WHAT IS EXPECTED ▸ Transcribe the line containing "# test: pointer returns one pin per instance of the submerged" and every line after it, exactly, through the end of the records.

::: MATERIAL PROVIDED

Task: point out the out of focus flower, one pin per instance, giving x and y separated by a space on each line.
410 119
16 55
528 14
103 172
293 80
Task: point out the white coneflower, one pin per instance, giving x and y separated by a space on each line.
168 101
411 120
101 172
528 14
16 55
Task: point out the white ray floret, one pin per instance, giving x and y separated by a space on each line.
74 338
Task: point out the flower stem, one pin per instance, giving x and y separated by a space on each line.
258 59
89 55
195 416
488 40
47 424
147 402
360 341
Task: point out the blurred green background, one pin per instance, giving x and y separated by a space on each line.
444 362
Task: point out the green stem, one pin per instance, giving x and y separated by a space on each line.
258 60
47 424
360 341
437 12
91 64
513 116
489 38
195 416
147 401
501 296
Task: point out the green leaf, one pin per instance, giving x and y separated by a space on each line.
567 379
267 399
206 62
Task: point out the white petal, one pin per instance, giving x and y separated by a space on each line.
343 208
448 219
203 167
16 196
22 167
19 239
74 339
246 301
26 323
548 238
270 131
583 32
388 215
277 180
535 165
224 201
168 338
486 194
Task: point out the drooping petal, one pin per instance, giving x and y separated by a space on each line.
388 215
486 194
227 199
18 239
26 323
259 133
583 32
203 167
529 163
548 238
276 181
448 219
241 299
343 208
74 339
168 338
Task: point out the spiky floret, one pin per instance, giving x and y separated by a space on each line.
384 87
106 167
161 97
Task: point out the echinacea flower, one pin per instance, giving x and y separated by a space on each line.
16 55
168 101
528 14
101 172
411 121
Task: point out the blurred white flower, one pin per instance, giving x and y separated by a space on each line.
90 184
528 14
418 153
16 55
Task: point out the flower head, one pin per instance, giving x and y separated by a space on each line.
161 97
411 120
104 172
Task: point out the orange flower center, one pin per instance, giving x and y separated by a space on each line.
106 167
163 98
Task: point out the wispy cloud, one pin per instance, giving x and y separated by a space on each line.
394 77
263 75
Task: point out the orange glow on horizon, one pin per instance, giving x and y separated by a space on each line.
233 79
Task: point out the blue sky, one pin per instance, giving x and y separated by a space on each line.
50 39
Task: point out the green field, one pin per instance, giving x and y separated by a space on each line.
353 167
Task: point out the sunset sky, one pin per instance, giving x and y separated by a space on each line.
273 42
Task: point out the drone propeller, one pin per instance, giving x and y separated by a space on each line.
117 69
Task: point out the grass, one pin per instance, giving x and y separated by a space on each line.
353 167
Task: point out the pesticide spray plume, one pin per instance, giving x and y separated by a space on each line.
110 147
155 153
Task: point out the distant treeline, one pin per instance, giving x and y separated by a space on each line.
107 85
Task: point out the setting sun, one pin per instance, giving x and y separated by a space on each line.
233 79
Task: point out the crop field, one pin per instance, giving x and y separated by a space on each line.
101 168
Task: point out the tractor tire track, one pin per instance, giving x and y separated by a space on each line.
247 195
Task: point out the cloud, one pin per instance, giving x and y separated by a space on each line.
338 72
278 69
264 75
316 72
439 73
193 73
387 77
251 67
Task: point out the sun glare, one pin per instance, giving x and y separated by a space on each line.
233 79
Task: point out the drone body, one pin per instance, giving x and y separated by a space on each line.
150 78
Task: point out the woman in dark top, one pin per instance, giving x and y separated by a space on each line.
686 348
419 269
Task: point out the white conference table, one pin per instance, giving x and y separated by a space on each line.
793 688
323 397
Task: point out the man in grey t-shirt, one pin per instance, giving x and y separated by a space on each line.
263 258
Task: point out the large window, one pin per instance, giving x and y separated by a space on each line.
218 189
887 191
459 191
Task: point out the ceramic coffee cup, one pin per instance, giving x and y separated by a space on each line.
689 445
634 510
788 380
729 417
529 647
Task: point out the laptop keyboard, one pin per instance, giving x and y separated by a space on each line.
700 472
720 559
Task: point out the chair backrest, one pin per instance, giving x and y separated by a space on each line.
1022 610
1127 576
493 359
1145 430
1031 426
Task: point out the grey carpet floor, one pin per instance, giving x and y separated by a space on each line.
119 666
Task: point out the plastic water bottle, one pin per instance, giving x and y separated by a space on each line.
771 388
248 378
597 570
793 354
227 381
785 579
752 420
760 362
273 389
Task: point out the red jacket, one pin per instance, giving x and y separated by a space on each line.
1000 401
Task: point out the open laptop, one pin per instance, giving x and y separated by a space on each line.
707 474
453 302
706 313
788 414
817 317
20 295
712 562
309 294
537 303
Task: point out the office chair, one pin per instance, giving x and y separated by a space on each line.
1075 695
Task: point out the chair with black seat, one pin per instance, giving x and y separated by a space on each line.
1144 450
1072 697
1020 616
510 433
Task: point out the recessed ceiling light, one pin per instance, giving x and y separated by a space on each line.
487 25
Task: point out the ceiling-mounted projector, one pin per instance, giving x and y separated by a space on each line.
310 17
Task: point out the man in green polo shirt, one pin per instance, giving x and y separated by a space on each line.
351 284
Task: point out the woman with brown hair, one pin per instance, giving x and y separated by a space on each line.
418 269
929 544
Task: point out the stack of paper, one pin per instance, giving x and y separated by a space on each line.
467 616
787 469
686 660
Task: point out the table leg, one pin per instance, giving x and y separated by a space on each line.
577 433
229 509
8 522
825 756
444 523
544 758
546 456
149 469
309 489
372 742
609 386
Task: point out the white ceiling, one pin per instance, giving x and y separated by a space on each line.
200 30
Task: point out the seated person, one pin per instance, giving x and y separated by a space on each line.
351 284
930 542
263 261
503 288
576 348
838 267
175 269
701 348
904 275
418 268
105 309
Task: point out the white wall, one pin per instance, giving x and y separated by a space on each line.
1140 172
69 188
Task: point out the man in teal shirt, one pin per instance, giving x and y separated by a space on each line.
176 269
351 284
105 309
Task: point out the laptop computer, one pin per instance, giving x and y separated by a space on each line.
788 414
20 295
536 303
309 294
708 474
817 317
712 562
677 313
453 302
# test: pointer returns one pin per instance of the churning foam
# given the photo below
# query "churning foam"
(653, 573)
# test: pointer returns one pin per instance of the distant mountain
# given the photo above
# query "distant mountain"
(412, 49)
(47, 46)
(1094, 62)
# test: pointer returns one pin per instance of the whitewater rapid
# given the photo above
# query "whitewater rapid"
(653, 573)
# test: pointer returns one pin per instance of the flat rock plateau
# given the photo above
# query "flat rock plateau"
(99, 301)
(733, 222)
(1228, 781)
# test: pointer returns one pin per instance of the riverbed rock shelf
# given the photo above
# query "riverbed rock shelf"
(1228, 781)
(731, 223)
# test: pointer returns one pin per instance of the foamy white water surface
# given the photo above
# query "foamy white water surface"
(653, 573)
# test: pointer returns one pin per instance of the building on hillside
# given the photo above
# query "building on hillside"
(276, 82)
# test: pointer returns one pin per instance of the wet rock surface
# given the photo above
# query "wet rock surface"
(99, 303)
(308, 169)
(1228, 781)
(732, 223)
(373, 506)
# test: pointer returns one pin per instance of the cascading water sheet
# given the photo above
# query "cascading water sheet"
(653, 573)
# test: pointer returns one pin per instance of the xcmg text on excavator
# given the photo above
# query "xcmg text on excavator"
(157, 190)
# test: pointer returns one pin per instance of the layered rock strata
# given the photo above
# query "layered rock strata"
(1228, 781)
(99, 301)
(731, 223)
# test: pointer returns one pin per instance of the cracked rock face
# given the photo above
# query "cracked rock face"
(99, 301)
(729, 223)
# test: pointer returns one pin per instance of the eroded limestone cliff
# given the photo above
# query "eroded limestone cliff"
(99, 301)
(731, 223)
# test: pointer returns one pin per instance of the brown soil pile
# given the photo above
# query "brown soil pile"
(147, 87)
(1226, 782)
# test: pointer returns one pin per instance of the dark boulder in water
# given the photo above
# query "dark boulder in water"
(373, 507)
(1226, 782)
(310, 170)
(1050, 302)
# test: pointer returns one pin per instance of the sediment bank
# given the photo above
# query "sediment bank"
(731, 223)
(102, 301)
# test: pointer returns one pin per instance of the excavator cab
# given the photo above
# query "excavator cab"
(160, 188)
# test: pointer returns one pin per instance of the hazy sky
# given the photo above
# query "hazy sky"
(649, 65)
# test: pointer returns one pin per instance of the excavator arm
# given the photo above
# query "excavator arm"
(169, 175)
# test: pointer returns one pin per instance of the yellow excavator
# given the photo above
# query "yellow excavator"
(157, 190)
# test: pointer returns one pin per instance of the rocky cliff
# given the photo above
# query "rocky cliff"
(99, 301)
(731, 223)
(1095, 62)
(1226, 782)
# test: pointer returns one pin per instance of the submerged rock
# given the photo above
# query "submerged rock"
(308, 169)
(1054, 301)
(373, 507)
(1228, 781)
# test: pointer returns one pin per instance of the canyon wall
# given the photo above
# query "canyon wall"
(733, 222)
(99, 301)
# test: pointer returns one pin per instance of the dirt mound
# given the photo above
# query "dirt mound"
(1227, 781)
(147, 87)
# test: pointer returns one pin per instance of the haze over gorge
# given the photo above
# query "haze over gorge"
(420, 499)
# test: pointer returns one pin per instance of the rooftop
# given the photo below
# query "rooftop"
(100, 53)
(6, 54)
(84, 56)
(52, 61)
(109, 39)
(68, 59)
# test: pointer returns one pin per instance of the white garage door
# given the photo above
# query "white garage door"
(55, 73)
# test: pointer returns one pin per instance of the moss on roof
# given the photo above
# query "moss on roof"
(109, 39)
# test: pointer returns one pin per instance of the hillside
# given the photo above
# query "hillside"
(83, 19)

::::::

RESULT ▸
# test: pointer returns one pin per instance of the submerged rock
# given the photo above
# query "submerged rock"
(308, 169)
(1054, 301)
(373, 507)
(1228, 781)
# test: pointer returns one pin per instance of the canyon wall
# given the photo above
# query "canyon wall"
(733, 222)
(99, 301)
# test: pointer returns one pin per instance of the dirt mound
# given the photo above
# query "dirt mound"
(1227, 781)
(147, 87)
# test: pointer returns one pin per instance of the haze over gorge
# given the photo above
# query "haze over gorge"
(420, 499)
# test: pointer returns one pin per instance of the rooftop
# given the photo below
# query "rooftop"
(100, 53)
(6, 54)
(84, 56)
(52, 61)
(109, 39)
(68, 59)
# test: pointer returns one pin per instance of the white garage door
# given the photo above
# query "white garage door"
(55, 73)
# test: pointer returns one pin per instance of the moss on roof
# given the photo above
# query "moss on roof"
(109, 39)
# test: pointer returns one pin per instance of the hillside
# given the photo above
# query "hillside"
(83, 19)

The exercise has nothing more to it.